## DIRECTIONS
Could you recast the material below, everything from the line containing "Pinpoint black music" down to the line containing "[784,173,1107,671]", as a two-column CSV with the columns request and answer? Give one row per request, with its text and its answer each in a single quoted field and line breaks turned into spaces.

## Annotated coordinate records
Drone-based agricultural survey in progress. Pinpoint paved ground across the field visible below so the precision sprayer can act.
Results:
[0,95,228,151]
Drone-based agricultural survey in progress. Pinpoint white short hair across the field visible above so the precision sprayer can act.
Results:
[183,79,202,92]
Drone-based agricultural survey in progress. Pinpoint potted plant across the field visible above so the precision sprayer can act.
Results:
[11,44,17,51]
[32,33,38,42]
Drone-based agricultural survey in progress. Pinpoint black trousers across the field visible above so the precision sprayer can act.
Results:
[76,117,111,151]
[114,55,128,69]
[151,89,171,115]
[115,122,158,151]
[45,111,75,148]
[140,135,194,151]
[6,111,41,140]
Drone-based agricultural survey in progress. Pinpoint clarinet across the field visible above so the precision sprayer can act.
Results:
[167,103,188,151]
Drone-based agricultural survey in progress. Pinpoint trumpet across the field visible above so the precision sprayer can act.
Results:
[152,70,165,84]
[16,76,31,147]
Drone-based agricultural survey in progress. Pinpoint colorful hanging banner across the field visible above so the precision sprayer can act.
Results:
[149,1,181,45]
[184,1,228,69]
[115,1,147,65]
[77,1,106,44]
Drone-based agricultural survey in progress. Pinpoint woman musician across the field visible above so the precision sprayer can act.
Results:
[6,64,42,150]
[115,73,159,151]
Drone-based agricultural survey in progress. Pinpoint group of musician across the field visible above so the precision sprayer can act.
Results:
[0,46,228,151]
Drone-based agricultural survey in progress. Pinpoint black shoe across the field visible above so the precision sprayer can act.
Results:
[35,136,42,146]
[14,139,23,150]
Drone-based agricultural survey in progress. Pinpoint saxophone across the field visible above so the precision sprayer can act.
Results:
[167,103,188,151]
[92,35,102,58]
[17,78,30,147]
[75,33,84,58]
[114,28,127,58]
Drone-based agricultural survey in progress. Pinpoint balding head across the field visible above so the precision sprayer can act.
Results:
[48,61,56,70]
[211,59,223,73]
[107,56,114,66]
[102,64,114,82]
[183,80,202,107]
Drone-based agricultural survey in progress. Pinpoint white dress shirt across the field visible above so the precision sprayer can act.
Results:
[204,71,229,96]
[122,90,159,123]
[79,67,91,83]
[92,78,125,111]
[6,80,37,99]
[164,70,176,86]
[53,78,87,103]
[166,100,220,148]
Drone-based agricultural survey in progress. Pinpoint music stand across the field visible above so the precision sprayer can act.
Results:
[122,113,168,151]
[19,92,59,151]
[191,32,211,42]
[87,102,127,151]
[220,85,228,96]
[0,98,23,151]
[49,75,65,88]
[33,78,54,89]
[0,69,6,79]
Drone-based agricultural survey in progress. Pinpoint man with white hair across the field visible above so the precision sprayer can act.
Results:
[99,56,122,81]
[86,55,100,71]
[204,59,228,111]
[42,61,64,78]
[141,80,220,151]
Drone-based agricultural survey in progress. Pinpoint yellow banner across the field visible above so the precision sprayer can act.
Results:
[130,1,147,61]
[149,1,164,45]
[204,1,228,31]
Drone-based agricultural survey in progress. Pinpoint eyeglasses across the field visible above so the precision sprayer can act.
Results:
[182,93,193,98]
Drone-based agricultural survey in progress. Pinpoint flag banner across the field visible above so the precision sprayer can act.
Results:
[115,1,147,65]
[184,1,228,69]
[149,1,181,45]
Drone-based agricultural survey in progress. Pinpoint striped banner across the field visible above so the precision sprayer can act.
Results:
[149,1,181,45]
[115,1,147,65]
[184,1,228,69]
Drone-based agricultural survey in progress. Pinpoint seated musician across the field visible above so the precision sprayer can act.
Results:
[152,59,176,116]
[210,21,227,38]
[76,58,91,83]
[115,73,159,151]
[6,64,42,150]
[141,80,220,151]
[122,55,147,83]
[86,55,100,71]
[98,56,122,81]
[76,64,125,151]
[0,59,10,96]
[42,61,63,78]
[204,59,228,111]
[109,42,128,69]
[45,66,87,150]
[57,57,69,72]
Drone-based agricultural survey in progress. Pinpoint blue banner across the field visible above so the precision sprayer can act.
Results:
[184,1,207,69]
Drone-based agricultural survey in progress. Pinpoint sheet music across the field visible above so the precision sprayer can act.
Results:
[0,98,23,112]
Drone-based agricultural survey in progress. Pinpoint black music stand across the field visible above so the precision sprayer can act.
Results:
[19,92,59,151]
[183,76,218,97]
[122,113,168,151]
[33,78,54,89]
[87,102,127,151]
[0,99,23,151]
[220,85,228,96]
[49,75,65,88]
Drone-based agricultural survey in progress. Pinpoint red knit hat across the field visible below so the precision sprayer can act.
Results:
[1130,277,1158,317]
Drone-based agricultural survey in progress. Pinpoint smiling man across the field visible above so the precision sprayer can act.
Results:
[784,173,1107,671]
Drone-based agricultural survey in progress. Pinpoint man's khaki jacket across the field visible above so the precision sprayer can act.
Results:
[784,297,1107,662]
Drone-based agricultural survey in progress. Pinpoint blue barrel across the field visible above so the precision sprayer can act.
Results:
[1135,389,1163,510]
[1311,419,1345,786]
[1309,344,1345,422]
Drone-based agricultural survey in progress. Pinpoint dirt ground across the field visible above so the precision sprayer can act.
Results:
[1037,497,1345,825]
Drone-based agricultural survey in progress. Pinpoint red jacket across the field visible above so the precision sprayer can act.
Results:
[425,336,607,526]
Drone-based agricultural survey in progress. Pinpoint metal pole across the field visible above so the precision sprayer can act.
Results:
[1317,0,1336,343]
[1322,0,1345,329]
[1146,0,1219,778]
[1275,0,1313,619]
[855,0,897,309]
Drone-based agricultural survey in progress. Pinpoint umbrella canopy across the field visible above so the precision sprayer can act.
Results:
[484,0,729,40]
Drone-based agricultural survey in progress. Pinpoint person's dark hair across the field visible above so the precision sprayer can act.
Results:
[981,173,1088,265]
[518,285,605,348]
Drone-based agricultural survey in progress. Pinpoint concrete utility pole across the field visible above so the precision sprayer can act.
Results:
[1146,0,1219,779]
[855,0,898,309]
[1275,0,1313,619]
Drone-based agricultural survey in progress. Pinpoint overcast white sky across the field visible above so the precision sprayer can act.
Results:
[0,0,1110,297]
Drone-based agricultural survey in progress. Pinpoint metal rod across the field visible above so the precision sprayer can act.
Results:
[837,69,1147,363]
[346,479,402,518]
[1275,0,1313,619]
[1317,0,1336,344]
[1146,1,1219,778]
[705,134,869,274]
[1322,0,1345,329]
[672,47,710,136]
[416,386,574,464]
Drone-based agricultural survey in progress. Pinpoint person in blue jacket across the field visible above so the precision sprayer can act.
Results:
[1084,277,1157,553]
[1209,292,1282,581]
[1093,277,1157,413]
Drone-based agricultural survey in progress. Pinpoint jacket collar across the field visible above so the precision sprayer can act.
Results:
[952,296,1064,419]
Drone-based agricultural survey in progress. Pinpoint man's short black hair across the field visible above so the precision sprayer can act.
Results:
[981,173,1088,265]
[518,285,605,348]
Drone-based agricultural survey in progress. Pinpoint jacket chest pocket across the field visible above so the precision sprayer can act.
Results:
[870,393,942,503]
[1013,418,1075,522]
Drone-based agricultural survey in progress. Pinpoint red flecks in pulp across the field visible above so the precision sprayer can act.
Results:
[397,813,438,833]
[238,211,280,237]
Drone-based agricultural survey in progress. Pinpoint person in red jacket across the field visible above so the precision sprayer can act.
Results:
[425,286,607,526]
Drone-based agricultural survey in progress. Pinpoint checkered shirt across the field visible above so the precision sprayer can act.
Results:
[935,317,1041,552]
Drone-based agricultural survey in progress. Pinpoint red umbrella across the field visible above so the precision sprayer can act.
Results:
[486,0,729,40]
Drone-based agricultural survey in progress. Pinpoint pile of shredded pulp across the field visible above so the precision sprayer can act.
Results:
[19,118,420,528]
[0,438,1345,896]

## WORKED SOLUTION
request,answer
"Drone-based agricultural survey in progress. Pinpoint black music stand across the field visible above so the precision sprayer can act. Results:","[19,92,59,151] [183,76,218,97] [122,113,168,151] [33,78,54,89] [87,102,127,151] [0,99,23,151] [220,85,228,96] [49,75,65,88]"
"Drone-based agricultural survey in progress. Pinpoint red knit hat across the field visible below so the precision sprayer can act. Results:","[1130,277,1158,317]"
"Drone-based agricultural survey in progress. Pinpoint smiling man across the field visible above so the precision sprayer can act. Results:","[784,173,1107,671]"